Exercise requirements
Report every line in the items below that contains the word "basin", copying each line in full.

— Begin Records for processing —

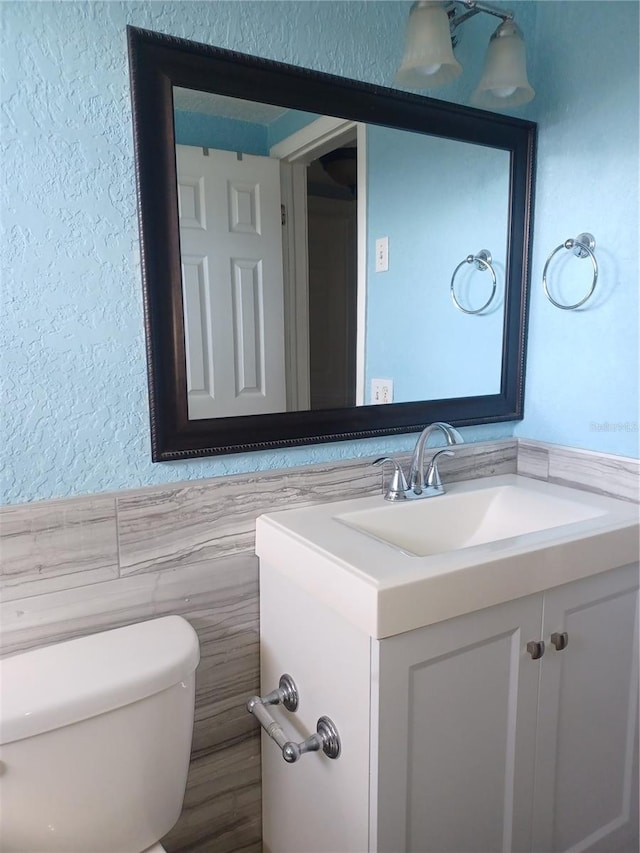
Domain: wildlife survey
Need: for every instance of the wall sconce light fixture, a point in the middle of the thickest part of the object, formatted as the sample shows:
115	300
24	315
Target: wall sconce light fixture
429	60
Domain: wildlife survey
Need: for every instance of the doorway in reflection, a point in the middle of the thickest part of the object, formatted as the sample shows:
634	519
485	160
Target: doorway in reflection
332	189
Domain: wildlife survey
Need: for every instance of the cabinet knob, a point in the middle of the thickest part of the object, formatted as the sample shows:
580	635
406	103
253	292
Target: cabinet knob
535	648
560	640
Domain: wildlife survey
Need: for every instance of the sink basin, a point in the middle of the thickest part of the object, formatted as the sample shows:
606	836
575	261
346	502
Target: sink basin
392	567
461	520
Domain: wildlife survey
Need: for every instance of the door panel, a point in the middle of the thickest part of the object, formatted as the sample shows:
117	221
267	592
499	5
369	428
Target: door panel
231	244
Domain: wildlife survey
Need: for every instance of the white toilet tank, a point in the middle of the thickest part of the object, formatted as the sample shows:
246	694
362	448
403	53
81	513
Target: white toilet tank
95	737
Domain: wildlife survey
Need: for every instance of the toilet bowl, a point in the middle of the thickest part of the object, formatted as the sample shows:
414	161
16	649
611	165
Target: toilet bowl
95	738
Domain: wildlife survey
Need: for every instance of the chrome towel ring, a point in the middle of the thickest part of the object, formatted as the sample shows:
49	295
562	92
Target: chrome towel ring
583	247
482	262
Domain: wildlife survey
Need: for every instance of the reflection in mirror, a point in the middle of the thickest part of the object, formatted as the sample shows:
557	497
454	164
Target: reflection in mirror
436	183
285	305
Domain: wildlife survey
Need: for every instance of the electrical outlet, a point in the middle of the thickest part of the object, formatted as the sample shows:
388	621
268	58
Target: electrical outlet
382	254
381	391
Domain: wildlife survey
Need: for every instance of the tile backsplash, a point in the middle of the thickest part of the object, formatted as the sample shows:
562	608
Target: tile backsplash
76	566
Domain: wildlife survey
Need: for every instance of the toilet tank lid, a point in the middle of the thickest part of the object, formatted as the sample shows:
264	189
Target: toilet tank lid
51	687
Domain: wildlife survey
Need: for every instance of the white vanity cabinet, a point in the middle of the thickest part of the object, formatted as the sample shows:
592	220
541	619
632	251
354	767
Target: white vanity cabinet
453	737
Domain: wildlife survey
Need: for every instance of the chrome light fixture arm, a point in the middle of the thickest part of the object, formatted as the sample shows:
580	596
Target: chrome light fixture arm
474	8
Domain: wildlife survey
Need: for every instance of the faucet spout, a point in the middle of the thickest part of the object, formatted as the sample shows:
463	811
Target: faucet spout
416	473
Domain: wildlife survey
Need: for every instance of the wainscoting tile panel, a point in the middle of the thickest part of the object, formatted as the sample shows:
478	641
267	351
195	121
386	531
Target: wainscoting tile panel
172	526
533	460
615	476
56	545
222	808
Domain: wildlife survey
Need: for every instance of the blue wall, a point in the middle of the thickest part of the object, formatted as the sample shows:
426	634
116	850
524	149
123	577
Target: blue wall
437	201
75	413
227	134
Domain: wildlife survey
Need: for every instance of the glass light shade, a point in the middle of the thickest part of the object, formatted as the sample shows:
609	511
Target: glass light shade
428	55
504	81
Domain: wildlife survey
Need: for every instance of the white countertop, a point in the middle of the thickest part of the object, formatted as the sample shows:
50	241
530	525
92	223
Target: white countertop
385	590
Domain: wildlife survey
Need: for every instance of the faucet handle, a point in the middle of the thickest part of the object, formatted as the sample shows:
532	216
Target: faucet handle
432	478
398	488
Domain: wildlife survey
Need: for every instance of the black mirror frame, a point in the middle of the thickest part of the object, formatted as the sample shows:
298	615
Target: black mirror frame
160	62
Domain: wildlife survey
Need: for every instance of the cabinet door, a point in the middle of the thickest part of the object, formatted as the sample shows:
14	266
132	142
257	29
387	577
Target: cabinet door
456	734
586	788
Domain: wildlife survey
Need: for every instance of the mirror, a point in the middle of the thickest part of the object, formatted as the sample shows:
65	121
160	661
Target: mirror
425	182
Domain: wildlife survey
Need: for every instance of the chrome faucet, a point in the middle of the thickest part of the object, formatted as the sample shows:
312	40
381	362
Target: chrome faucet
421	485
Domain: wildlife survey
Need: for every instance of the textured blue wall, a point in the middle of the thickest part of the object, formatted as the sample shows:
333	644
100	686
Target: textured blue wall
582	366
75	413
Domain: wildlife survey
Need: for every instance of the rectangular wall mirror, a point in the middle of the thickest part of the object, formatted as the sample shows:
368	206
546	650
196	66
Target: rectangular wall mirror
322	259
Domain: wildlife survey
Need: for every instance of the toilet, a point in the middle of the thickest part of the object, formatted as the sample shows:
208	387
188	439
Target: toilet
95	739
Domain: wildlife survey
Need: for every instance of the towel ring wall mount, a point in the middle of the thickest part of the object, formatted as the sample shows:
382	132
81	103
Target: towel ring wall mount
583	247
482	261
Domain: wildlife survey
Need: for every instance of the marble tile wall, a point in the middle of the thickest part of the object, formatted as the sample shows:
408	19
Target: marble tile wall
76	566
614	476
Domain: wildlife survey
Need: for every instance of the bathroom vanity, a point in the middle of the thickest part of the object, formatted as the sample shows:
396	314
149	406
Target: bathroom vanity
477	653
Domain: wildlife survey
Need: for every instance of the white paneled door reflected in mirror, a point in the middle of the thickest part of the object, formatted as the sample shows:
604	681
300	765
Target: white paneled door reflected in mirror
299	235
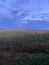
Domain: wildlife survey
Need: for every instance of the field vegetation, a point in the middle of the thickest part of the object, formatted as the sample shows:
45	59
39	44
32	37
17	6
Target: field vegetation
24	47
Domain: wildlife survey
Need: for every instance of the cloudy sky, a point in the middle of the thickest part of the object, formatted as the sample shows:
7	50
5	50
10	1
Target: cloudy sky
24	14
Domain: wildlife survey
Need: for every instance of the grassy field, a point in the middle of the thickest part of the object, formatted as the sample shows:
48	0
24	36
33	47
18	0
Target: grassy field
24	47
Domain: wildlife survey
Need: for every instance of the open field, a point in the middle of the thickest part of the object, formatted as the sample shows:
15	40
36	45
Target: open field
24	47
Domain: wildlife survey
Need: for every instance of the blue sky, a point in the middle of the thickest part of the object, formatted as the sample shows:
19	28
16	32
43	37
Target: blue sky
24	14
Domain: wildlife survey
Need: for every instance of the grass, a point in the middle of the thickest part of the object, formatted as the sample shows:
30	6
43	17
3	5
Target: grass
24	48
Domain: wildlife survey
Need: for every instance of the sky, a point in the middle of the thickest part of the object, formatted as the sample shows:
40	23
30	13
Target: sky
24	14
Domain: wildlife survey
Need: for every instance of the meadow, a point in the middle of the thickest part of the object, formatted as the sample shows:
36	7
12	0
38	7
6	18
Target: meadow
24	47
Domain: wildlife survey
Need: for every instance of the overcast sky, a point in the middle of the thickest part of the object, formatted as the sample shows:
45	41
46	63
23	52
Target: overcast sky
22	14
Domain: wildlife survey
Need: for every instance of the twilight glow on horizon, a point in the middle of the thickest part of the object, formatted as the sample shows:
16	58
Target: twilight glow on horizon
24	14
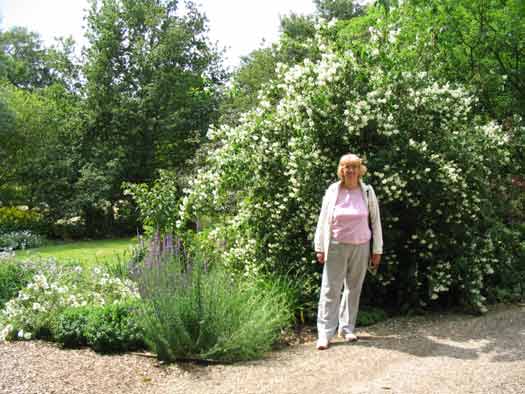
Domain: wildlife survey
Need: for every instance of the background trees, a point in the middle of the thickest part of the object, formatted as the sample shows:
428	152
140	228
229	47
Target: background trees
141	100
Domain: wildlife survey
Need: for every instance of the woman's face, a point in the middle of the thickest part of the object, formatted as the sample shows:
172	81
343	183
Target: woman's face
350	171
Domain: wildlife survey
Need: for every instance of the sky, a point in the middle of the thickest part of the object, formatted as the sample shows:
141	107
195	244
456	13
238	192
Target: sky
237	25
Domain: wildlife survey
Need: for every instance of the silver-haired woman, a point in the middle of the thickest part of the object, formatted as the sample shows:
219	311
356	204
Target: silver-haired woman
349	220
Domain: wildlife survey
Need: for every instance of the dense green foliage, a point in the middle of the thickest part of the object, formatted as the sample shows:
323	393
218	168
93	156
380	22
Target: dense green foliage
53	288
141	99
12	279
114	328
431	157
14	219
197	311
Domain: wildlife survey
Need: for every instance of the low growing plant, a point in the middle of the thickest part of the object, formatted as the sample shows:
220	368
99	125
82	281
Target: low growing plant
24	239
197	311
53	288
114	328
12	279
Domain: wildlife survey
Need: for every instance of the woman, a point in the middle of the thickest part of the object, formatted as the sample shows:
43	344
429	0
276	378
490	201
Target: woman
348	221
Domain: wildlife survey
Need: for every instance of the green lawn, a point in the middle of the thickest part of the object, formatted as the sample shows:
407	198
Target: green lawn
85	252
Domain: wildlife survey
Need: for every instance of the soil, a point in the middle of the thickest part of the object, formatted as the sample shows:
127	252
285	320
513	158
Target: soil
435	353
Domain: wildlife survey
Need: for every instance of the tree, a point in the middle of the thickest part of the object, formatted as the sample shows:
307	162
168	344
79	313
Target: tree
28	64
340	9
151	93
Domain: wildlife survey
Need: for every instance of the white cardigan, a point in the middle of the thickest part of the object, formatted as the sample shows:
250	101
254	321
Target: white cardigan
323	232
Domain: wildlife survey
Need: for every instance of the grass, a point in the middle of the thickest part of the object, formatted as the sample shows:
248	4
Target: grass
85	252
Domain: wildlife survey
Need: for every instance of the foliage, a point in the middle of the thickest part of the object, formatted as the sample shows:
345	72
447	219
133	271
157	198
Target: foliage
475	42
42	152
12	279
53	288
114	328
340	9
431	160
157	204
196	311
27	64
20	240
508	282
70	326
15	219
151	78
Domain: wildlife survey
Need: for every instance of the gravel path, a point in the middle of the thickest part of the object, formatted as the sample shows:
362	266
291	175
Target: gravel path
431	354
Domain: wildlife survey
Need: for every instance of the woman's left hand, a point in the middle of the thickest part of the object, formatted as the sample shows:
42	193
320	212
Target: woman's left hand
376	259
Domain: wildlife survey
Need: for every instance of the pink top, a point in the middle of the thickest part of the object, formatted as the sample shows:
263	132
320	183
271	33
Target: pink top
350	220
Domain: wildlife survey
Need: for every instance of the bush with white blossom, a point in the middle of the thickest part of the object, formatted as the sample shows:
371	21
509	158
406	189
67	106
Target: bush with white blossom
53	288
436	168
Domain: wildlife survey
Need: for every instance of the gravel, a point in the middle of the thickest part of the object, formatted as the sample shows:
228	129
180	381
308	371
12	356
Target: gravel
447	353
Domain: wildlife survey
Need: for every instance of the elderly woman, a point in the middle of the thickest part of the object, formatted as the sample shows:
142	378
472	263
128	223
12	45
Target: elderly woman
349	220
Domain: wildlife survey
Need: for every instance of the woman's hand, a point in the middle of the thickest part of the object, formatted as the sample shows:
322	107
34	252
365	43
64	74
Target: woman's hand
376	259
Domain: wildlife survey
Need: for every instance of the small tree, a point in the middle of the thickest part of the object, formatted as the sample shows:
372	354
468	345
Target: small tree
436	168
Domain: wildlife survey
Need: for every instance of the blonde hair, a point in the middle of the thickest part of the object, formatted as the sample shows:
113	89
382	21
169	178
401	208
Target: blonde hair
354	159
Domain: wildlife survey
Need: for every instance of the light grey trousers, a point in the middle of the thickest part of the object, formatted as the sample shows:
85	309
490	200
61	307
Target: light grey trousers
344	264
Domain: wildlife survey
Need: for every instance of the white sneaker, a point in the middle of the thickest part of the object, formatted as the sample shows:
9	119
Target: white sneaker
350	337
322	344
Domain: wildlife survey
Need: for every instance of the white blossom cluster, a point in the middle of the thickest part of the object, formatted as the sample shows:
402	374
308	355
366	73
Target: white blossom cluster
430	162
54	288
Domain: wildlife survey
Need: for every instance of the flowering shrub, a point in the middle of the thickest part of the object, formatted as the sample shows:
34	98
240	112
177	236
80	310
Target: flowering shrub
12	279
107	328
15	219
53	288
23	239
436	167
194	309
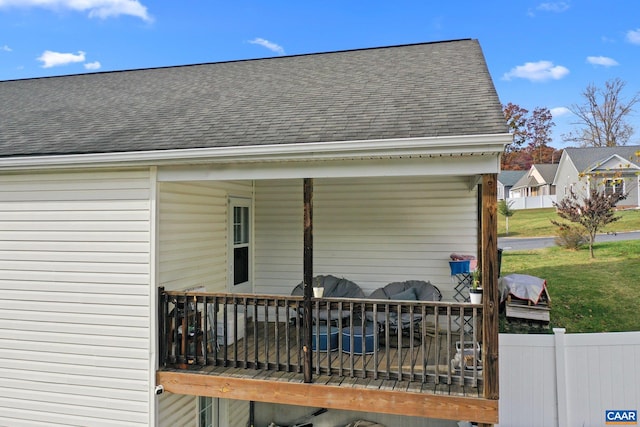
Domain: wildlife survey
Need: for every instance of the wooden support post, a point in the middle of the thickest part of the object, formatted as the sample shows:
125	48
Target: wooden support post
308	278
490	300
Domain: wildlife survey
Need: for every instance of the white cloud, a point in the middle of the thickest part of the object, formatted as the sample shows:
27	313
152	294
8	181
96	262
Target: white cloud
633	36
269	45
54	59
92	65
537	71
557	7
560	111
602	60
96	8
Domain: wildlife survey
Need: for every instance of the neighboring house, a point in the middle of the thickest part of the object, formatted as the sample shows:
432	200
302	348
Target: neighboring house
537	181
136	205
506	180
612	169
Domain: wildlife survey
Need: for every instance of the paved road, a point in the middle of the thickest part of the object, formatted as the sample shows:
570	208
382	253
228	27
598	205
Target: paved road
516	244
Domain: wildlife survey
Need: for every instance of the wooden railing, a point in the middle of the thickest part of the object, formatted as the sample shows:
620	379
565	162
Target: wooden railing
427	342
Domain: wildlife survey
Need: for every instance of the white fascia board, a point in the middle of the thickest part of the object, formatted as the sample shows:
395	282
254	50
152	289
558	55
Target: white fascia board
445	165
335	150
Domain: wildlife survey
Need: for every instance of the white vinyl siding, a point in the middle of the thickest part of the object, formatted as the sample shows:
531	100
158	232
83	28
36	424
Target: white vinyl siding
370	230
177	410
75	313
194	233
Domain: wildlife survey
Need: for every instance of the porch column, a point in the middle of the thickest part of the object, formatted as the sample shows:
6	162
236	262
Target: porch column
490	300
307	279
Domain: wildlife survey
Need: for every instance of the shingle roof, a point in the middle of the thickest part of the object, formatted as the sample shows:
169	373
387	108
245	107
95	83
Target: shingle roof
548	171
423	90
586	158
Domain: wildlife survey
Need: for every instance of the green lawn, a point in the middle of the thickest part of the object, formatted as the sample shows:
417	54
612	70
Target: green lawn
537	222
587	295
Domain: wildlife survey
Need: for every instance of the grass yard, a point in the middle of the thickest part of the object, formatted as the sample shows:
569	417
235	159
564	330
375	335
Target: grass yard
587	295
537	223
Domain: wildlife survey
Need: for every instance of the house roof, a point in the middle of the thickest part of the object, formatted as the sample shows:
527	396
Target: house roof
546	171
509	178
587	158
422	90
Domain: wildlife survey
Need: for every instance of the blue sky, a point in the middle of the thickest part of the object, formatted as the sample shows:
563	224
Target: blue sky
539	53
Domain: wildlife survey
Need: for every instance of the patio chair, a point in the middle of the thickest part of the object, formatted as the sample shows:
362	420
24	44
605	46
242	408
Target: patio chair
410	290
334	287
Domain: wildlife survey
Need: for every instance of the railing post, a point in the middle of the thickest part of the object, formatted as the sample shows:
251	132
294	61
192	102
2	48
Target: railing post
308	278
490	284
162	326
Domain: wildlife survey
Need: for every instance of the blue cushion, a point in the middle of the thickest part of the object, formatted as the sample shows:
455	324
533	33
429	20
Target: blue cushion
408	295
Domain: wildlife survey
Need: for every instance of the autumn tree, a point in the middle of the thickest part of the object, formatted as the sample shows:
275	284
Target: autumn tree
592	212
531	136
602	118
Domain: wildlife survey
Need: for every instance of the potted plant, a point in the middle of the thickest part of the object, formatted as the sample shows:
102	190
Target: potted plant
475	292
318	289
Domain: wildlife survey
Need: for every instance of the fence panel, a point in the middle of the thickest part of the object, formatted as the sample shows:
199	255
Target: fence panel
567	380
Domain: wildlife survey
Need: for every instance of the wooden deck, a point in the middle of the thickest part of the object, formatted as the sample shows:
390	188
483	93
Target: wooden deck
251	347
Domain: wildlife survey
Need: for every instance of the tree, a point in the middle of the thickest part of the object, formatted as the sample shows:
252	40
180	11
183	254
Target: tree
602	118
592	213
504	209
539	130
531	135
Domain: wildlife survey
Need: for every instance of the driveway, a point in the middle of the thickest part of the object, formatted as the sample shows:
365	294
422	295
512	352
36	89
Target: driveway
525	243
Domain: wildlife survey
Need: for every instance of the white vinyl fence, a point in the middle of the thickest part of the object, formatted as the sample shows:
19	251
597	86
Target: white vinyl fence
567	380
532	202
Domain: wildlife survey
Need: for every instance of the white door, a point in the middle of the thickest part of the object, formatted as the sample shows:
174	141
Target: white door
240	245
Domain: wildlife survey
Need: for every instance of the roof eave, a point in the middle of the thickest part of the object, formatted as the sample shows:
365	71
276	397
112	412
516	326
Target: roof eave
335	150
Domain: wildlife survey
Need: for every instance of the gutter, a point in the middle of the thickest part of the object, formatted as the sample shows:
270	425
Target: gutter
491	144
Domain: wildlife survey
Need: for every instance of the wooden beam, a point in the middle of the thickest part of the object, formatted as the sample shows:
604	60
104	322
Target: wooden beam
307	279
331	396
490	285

— End Records for processing —

Response
Need: for every instance of the sink basin, a point in the middle of the thickest part of the object, formatted as the sample shows:
Target: sink basin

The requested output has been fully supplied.